### Information supplied:
================
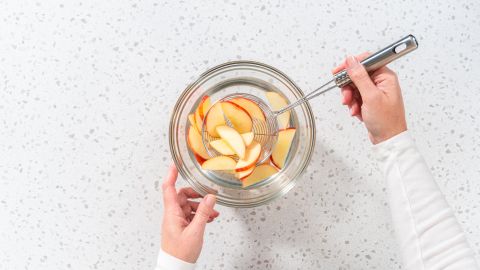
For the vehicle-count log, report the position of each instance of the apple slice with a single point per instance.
(282, 147)
(199, 159)
(201, 110)
(222, 147)
(198, 121)
(278, 102)
(241, 175)
(239, 118)
(204, 106)
(196, 144)
(248, 138)
(214, 118)
(252, 153)
(191, 119)
(251, 107)
(219, 163)
(233, 139)
(259, 173)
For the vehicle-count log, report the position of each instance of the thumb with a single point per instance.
(204, 210)
(359, 76)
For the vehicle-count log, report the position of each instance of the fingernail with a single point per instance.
(210, 200)
(352, 62)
================
### Direction:
Reproduce the material from the line containing "fingernail with a single point per instance." through the end of the material, substituting "location" for "position" and leaving everything else unchanged. Output only those lines.

### Complete output:
For the vehicle-count log, report the location of each instance of the fingernail with a single point per instance.
(210, 200)
(352, 62)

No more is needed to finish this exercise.